** START **
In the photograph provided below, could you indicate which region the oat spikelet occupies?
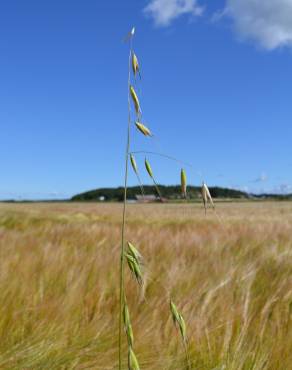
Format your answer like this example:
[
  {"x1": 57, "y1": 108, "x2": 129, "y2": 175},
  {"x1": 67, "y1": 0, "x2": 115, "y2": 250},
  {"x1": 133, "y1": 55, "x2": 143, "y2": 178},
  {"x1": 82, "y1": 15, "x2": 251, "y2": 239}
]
[
  {"x1": 135, "y1": 121, "x2": 153, "y2": 136},
  {"x1": 130, "y1": 154, "x2": 138, "y2": 175},
  {"x1": 201, "y1": 182, "x2": 215, "y2": 213},
  {"x1": 181, "y1": 168, "x2": 187, "y2": 198},
  {"x1": 130, "y1": 85, "x2": 141, "y2": 115},
  {"x1": 145, "y1": 158, "x2": 154, "y2": 179},
  {"x1": 128, "y1": 242, "x2": 142, "y2": 263},
  {"x1": 125, "y1": 252, "x2": 143, "y2": 285},
  {"x1": 123, "y1": 303, "x2": 134, "y2": 347},
  {"x1": 124, "y1": 27, "x2": 135, "y2": 42},
  {"x1": 128, "y1": 347, "x2": 140, "y2": 370},
  {"x1": 170, "y1": 301, "x2": 187, "y2": 342},
  {"x1": 132, "y1": 52, "x2": 141, "y2": 79}
]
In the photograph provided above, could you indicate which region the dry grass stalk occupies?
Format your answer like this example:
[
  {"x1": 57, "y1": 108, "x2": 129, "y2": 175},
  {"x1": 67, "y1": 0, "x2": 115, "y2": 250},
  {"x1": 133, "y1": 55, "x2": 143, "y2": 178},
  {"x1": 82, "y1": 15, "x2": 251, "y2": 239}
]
[{"x1": 124, "y1": 299, "x2": 134, "y2": 348}]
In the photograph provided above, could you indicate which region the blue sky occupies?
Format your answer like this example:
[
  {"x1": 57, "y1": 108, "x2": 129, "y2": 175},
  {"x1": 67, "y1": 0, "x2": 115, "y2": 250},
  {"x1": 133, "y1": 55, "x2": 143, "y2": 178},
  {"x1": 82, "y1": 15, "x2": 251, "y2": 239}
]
[{"x1": 0, "y1": 0, "x2": 292, "y2": 199}]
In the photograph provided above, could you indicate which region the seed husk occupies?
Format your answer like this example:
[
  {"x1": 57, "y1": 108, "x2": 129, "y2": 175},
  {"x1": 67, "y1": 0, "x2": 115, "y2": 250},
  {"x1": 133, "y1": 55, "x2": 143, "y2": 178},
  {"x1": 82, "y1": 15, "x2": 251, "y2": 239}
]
[
  {"x1": 132, "y1": 52, "x2": 141, "y2": 78},
  {"x1": 123, "y1": 303, "x2": 134, "y2": 347},
  {"x1": 201, "y1": 182, "x2": 215, "y2": 213},
  {"x1": 130, "y1": 85, "x2": 141, "y2": 115},
  {"x1": 170, "y1": 301, "x2": 187, "y2": 341},
  {"x1": 128, "y1": 347, "x2": 140, "y2": 370},
  {"x1": 128, "y1": 242, "x2": 142, "y2": 262},
  {"x1": 135, "y1": 121, "x2": 153, "y2": 136},
  {"x1": 181, "y1": 168, "x2": 187, "y2": 198},
  {"x1": 125, "y1": 253, "x2": 143, "y2": 285},
  {"x1": 130, "y1": 154, "x2": 138, "y2": 175},
  {"x1": 145, "y1": 158, "x2": 154, "y2": 179}
]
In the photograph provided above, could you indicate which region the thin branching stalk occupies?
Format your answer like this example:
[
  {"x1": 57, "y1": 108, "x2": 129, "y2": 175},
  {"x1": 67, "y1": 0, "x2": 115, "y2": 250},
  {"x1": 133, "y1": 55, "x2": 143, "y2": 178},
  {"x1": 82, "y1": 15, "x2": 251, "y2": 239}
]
[{"x1": 119, "y1": 31, "x2": 133, "y2": 370}]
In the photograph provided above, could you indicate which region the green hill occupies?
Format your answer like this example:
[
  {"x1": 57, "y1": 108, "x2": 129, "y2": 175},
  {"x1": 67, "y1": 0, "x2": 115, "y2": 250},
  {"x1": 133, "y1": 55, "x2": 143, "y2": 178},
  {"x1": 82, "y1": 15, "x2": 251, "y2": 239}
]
[{"x1": 71, "y1": 185, "x2": 250, "y2": 201}]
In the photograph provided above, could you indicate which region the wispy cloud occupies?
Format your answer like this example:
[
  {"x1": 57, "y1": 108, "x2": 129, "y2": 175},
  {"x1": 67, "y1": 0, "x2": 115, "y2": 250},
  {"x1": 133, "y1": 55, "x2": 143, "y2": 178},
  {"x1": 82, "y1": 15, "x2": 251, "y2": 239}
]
[
  {"x1": 251, "y1": 172, "x2": 268, "y2": 183},
  {"x1": 144, "y1": 0, "x2": 292, "y2": 50},
  {"x1": 222, "y1": 0, "x2": 292, "y2": 50},
  {"x1": 144, "y1": 0, "x2": 204, "y2": 27}
]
** END **
# Stated task
Shift every bounding-box coordinate in the answers up by 145 while restating all the lines, requests included, from the line that contains "wispy cloud occupies?" through the end of the records. Leave the numbers in the requests and their format samples unchanged.

# Answer in full
In the photograph provided above, could you indicate which region the wispy cloud occupies?
Format your answer like this example:
[
  {"x1": 57, "y1": 108, "x2": 129, "y2": 175},
  {"x1": 67, "y1": 0, "x2": 115, "y2": 250},
  {"x1": 133, "y1": 55, "x2": 143, "y2": 178},
  {"x1": 82, "y1": 15, "x2": 251, "y2": 239}
]
[
  {"x1": 396, "y1": 317, "x2": 413, "y2": 328},
  {"x1": 289, "y1": 145, "x2": 437, "y2": 195},
  {"x1": 367, "y1": 145, "x2": 437, "y2": 195},
  {"x1": 289, "y1": 145, "x2": 349, "y2": 172}
]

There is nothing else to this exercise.